**REQUIREMENT A**. Please pull out every line of the entries below that contains the word "hair", copying each such line in full.

**PASSAGE SHOWN**.
┏━━

4.4. In the event of any delays in your provision of assistance or information, we may adjust any timetable or delivery schedule set out in this Agreement as reasonably necessary.




5.1. Where your Equipment is located within the Property, you and your authorized employees, representatives, or agents will be entitled to enter the Property to access the Equipment to assess, inspect, install, repair, and/or maintain the Equipment, provided you comply with the requirements set out below. For the avoidance of doubt, you have no right of access to any equipment owned by Digitech or any third party.


5.2. You agree to provide us with as much written notice (including by e-mail if required) as is reasonably possible when any such access is required, which shall not be less than 24 hours in advance of the required access time unless we consider that circumstances justify more immediate access. The notice must provide full details of the person(s) requiring access, including photographic identification, and the date and time when access is required. You accept that you do not have the immediate right access to the Equipment.


5.3. Digitech reserves the right (on reasonable grounds) to refuse any person entry to the Property and/or to request any person to leave the Property at any time. Digitech will not be responsible for the consequences of any refusal or delay by Digitech to permit entry or of any request by Digitech for a person to leave the Property where such a decision has been made on reasonable grounds.


5.4. Access to the Equipment is conditional upon you or any persons accessing the Equipment on your behalf


(a) being accompanied by an agent of Digitech, if required


(b) complying with all access terms and conditions applicable to the Property, including all health and safety requirements to the extent that such terms and conditions and requirements have been notified to you, and


(c) not interfere with any other equipment or material on the Property.

┗━━

**RECORDS TO PROCESS**.
┏━━

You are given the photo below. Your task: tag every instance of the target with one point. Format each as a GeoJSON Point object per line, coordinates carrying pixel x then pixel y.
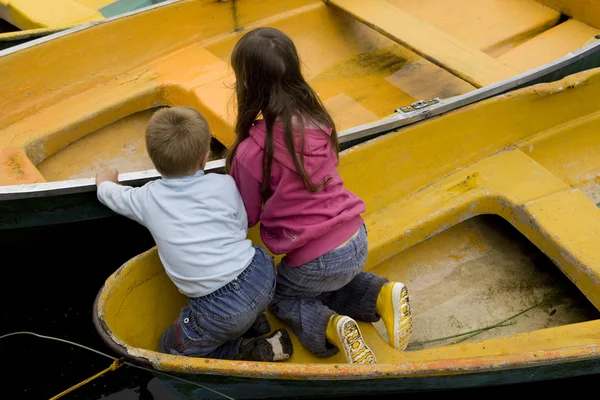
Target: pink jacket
{"type": "Point", "coordinates": [295, 222]}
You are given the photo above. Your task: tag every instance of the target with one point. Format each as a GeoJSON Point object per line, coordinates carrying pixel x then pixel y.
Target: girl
{"type": "Point", "coordinates": [285, 166]}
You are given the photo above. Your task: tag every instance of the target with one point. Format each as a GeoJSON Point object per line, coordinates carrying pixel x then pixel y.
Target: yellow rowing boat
{"type": "Point", "coordinates": [79, 101]}
{"type": "Point", "coordinates": [24, 20]}
{"type": "Point", "coordinates": [488, 213]}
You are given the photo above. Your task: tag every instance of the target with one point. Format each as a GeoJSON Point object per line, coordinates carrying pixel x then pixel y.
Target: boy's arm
{"type": "Point", "coordinates": [124, 200]}
{"type": "Point", "coordinates": [249, 189]}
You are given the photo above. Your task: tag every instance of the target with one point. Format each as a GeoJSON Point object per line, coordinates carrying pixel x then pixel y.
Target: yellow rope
{"type": "Point", "coordinates": [114, 366]}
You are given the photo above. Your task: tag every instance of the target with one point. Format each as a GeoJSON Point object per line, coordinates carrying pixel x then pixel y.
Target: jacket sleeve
{"type": "Point", "coordinates": [124, 200]}
{"type": "Point", "coordinates": [249, 189]}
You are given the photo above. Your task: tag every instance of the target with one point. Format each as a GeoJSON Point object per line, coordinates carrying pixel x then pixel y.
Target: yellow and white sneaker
{"type": "Point", "coordinates": [343, 332]}
{"type": "Point", "coordinates": [394, 308]}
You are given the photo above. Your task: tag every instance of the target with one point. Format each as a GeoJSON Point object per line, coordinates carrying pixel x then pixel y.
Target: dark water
{"type": "Point", "coordinates": [49, 281]}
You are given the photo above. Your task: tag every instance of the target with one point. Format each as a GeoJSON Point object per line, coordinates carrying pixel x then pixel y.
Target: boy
{"type": "Point", "coordinates": [199, 224]}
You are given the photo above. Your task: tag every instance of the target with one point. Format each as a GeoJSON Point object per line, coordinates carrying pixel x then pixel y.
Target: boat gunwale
{"type": "Point", "coordinates": [360, 133]}
{"type": "Point", "coordinates": [329, 371]}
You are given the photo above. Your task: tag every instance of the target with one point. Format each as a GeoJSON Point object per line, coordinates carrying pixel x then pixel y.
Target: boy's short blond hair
{"type": "Point", "coordinates": [177, 140]}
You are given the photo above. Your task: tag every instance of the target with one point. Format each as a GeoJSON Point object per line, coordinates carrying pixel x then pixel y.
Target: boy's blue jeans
{"type": "Point", "coordinates": [211, 326]}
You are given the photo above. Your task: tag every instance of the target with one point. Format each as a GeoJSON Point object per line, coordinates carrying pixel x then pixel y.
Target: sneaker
{"type": "Point", "coordinates": [260, 327]}
{"type": "Point", "coordinates": [343, 332]}
{"type": "Point", "coordinates": [394, 308]}
{"type": "Point", "coordinates": [276, 347]}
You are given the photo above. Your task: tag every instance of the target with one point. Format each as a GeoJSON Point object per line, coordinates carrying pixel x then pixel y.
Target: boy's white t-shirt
{"type": "Point", "coordinates": [199, 225]}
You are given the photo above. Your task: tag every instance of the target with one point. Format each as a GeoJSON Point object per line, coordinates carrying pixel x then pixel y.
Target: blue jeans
{"type": "Point", "coordinates": [211, 326]}
{"type": "Point", "coordinates": [307, 296]}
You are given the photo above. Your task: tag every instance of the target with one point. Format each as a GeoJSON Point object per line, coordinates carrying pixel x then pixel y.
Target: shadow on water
{"type": "Point", "coordinates": [50, 277]}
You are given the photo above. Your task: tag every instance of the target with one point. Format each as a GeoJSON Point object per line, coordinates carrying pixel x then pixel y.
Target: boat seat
{"type": "Point", "coordinates": [550, 45]}
{"type": "Point", "coordinates": [174, 79]}
{"type": "Point", "coordinates": [558, 219]}
{"type": "Point", "coordinates": [41, 14]}
{"type": "Point", "coordinates": [584, 10]}
{"type": "Point", "coordinates": [467, 63]}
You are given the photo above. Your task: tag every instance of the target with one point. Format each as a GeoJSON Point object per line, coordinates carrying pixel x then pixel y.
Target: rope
{"type": "Point", "coordinates": [115, 359]}
{"type": "Point", "coordinates": [113, 367]}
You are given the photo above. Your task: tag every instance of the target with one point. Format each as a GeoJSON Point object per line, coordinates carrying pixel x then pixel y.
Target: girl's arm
{"type": "Point", "coordinates": [249, 189]}
{"type": "Point", "coordinates": [123, 200]}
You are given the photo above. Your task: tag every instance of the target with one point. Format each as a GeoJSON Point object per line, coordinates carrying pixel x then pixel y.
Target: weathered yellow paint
{"type": "Point", "coordinates": [124, 137]}
{"type": "Point", "coordinates": [587, 11]}
{"type": "Point", "coordinates": [436, 46]}
{"type": "Point", "coordinates": [31, 14]}
{"type": "Point", "coordinates": [546, 47]}
{"type": "Point", "coordinates": [99, 75]}
{"type": "Point", "coordinates": [420, 185]}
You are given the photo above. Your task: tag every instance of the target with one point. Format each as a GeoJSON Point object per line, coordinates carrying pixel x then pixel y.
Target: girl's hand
{"type": "Point", "coordinates": [111, 175]}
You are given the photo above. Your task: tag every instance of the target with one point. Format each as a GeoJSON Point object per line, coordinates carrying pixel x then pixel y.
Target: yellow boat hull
{"type": "Point", "coordinates": [487, 213]}
{"type": "Point", "coordinates": [101, 81]}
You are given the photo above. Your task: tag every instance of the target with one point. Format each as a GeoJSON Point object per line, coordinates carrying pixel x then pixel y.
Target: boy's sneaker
{"type": "Point", "coordinates": [260, 327]}
{"type": "Point", "coordinates": [276, 347]}
{"type": "Point", "coordinates": [343, 332]}
{"type": "Point", "coordinates": [394, 308]}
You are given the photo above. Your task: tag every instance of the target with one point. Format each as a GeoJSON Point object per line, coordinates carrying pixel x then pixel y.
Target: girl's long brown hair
{"type": "Point", "coordinates": [269, 82]}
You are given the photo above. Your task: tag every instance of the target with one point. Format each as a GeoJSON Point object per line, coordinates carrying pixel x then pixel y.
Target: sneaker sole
{"type": "Point", "coordinates": [350, 335]}
{"type": "Point", "coordinates": [402, 319]}
{"type": "Point", "coordinates": [281, 343]}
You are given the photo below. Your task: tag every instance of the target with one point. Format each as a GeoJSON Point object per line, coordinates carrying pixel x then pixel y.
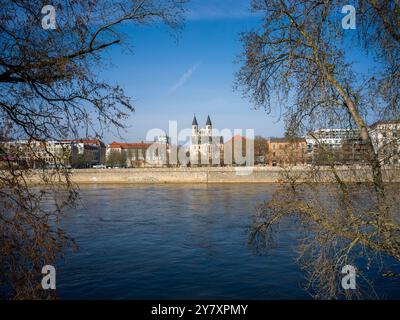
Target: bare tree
{"type": "Point", "coordinates": [51, 89]}
{"type": "Point", "coordinates": [298, 57]}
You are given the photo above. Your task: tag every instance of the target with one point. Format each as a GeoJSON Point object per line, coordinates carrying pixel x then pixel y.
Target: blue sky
{"type": "Point", "coordinates": [172, 78]}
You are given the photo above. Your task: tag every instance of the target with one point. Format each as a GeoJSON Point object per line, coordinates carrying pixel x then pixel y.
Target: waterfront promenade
{"type": "Point", "coordinates": [204, 175]}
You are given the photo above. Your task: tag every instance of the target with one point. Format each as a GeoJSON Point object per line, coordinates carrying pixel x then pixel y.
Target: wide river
{"type": "Point", "coordinates": [180, 242]}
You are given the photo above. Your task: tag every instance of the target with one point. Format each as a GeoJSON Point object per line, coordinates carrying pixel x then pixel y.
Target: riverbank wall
{"type": "Point", "coordinates": [206, 175]}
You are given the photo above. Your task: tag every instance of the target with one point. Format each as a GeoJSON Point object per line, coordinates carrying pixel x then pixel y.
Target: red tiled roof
{"type": "Point", "coordinates": [125, 145]}
{"type": "Point", "coordinates": [96, 142]}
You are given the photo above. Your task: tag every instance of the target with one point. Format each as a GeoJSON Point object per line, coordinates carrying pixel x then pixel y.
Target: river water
{"type": "Point", "coordinates": [179, 242]}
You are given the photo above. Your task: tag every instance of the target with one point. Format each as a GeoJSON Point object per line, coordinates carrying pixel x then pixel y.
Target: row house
{"type": "Point", "coordinates": [385, 137]}
{"type": "Point", "coordinates": [79, 153]}
{"type": "Point", "coordinates": [122, 154]}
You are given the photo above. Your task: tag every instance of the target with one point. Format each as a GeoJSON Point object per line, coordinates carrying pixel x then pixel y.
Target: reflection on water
{"type": "Point", "coordinates": [178, 242]}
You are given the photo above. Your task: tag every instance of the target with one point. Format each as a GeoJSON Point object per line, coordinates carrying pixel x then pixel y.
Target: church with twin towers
{"type": "Point", "coordinates": [204, 146]}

┗━━

**REQUIREMENT B**. Reproduce the equipment access terms above in full, word for word.

**FULL RESPONSE A**.
Target: boy's short blond hair
Target: girl's long brown hair

**FULL RESPONSE B**.
4.4. In the event of any delays in your provision of assistance or information, we may adjust any timetable or delivery schedule set out in this Agreement as reasonably necessary.




5.1. Where your Equipment is located within the Property, you and your authorized employees, representatives, or agents will be entitled to enter the Property to access the Equipment to assess, inspect, install, repair, and/or maintain the Equipment, provided you comply with the requirements set out below. For the avoidance of doubt, you have no right of access to any equipment owned by Digitech or any third party.


5.2. You agree to provide us with as much written notice (including by e-mail if required) as is reasonably possible when any such access is required, which shall not be less than 24 hours in advance of the required access time unless we consider that circumstances justify more immediate access. The notice must provide full details of the person(s) requiring access, including photographic identification, and the date and time when access is required. You accept that you do not have the immediate right access to the Equipment.


5.3. Digitech reserves the right (on reasonable grounds) to refuse any person entry to the Property and/or to request any person to leave the Property at any time. Digitech will not be responsible for the consequences of any refusal or delay by Digitech to permit entry or of any request by Digitech for a person to leave the Property where such a decision has been made on reasonable grounds.


5.4. Access to the Equipment is conditional upon you or any persons accessing the Equipment on your behalf


(a) being accompanied by an agent of Digitech, if required


(b) complying with all access terms and conditions applicable to the Property, including all health and safety requirements to the extent that such terms and conditions and requirements have been notified to you, and


(c) not interfere with any other equipment or material on the Property.